■ **YOUR GOAL**
In the email thread on value-based casting below, what could a Python fraction be converted to, according to footnote [0]?

■ **SOURCE TEXT**
____

On Wed, 2019-06-12 at 12:03 -0500, Sebastian Berg wrote:
On Tue, 2019-06-11 at 22:08 -0400, Marten van Kerkwijk wrote:
HI Sebastian,
Thanks for the overview! In the value-based casting, what perhaps
surprises me most is that it is done within a kind; it would seem
an
improvement to check whether a given integer scalar is exactly
representable in a given float (your example of 1024 in `float16`).
If we switch to the python-only scalar values idea, I would suggest
to abandon this. That might make dealing with things like `Decimal`
or `Fraction` easier as well.
Yeah, one can argue that since we have this "safe casting" based
approach, we should go all the way for the value based logic. I think
I
tend to agree, but I am not quite sure right now to be honest.
Just realized, one issue with this is that you get much more "special
cases" if you think of it in terms of "minimal dtype". Because
suddenly, not just the unsigned/signed integers such as "< 128" are
special, but even more values require special handling. An int16
"minimal dtype" may or may not be castable to float16.
For `can_cast` that does not matter much, but if we use the same logic
for promotion things may get uglier. Although, maybe it just gets
uglier implementation wise and is fairly logic on the user side...
- Sebastian
Fractions and Decimals are very interesting in that they raise the
question what happens to user dtypes [0]. Although, you would still
need a "no lower category" rule, since you do not want 1024. or 12/3
be
demoted to an integer.
For me right now, what is most interesting is what we should do with
ufunc calls, and if we can simplify them. I feel right now we have to
types of ufuncs:
1. Ufuncs which use a "common type", where we can find the minimal
type
before dispatching.
2. More complex ufuncs, for which finding the minimal type is
trickier
[1]. And while I could not find any weird enough ufunc, I am not sure
that blind promotion is a good idea for general ufuncs.
Best,
Sebastian
[0] A python fraction could be converted to int64/int64 or
int32/int32,
etc. depending on the value, in principle. If we want such things to
work in principle, we need machinery (although I expect one could tag
that on later).
[1] It is not impossible, but we need to insert non-existing types
into
the type hierarchy.
PS: Another interesting issue is that if we try to move away from
value
based casting for numpy scalars, that initial `np.asarray(...)` call
may lose the information that a python integer was passed in. So to
support such things, we might need a whole new machinery.
All the best,
Marten
On Tue, Jun 11, 2019 at 8:46 PM Sebastian Berg <
sebastian@sipsolutions.net> wrote:
Hi all,
strange, something went wrong sending that email, but in any
case...

____

Saved entries
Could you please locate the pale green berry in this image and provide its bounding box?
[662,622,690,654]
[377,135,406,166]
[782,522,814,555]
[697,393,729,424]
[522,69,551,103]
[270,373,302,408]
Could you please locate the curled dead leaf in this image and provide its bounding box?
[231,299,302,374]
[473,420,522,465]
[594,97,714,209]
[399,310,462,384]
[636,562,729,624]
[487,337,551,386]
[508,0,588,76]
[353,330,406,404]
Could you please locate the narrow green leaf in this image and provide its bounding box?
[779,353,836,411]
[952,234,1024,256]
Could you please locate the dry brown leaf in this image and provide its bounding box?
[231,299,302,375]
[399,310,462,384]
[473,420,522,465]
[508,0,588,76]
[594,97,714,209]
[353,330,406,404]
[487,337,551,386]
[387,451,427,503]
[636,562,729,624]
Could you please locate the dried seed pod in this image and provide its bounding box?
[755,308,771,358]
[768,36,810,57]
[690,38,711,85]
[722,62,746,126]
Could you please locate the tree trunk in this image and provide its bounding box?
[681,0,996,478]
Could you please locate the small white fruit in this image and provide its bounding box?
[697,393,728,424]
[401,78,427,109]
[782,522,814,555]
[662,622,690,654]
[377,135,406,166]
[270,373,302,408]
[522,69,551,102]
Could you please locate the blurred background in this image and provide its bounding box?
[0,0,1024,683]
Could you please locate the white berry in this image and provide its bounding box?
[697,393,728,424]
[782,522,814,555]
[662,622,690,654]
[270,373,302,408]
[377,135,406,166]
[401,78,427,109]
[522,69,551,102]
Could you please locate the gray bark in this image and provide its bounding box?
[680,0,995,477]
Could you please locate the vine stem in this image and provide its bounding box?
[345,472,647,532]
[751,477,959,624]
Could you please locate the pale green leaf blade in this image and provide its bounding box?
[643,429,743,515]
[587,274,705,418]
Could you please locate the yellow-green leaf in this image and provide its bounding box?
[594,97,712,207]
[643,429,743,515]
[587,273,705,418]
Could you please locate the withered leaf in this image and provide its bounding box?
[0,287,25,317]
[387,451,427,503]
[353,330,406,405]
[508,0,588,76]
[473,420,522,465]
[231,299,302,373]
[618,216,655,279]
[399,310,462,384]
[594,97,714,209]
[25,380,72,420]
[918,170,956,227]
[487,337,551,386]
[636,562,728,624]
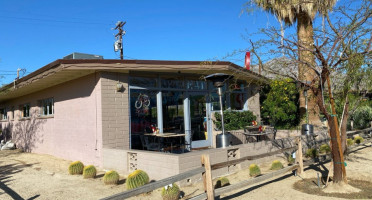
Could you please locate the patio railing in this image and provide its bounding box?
[102,137,303,200]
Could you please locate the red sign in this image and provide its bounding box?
[245,51,251,70]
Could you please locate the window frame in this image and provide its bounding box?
[19,103,31,119]
[0,107,8,121]
[39,97,54,117]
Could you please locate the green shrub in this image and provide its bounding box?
[352,105,372,129]
[68,161,84,175]
[354,136,364,144]
[161,183,181,200]
[126,169,150,190]
[103,170,120,185]
[319,144,331,153]
[249,164,261,177]
[214,110,256,130]
[346,138,354,146]
[305,149,319,158]
[214,177,230,189]
[83,165,97,178]
[260,78,300,129]
[270,160,283,170]
[287,154,295,165]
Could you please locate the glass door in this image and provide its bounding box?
[188,92,211,148]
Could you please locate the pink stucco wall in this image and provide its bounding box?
[1,73,102,166]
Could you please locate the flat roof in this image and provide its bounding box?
[0,59,269,102]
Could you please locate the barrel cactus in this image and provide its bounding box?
[354,136,364,144]
[68,161,84,175]
[319,144,331,153]
[161,183,181,200]
[305,149,319,158]
[83,165,97,178]
[103,170,120,185]
[126,169,150,190]
[214,177,230,189]
[346,138,354,146]
[249,164,261,177]
[270,160,283,170]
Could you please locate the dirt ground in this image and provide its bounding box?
[0,143,372,200]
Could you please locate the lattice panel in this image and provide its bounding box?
[227,149,239,172]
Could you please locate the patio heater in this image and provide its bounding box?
[205,73,233,148]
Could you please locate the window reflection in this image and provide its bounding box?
[162,91,185,133]
[130,77,157,87]
[130,89,157,133]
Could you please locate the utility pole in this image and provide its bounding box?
[114,21,127,60]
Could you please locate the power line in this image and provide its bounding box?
[0,16,109,25]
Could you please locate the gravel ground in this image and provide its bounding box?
[0,142,372,200]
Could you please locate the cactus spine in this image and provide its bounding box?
[354,136,364,144]
[68,161,84,175]
[103,170,119,185]
[83,165,97,178]
[126,169,150,190]
[161,183,181,200]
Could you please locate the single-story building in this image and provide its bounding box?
[0,56,267,178]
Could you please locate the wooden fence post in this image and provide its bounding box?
[201,154,214,200]
[296,136,304,175]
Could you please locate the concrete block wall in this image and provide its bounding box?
[101,72,130,149]
[103,134,327,185]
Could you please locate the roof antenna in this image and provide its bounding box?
[114,21,127,60]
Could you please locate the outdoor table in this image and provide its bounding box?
[144,133,186,152]
[243,126,274,142]
[243,132,272,142]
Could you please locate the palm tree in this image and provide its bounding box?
[254,0,337,125]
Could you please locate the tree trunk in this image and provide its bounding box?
[327,116,344,183]
[341,96,349,155]
[297,11,322,126]
[313,72,347,183]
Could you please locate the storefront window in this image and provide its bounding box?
[161,78,184,89]
[129,77,157,88]
[162,91,185,133]
[130,89,157,133]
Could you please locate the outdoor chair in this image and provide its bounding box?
[140,135,160,151]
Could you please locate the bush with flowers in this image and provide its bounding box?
[261,79,300,129]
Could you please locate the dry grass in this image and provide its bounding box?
[293,178,372,199]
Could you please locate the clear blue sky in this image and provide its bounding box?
[0,0,284,84]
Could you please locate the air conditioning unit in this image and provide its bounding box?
[63,52,103,60]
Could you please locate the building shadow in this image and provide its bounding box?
[0,163,40,200]
[8,111,46,152]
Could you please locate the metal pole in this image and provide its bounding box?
[217,87,225,135]
[304,90,309,124]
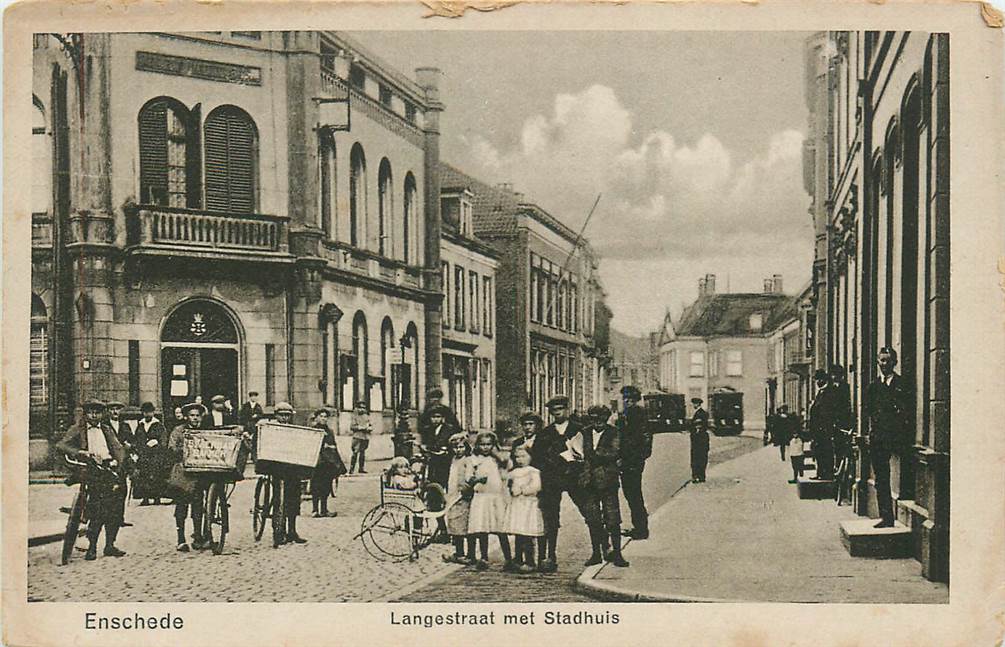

____

■ **SOLUTION TO THE EXERCISE**
It could be converted to int64/int64 or int32/int32, etc., depending on the value.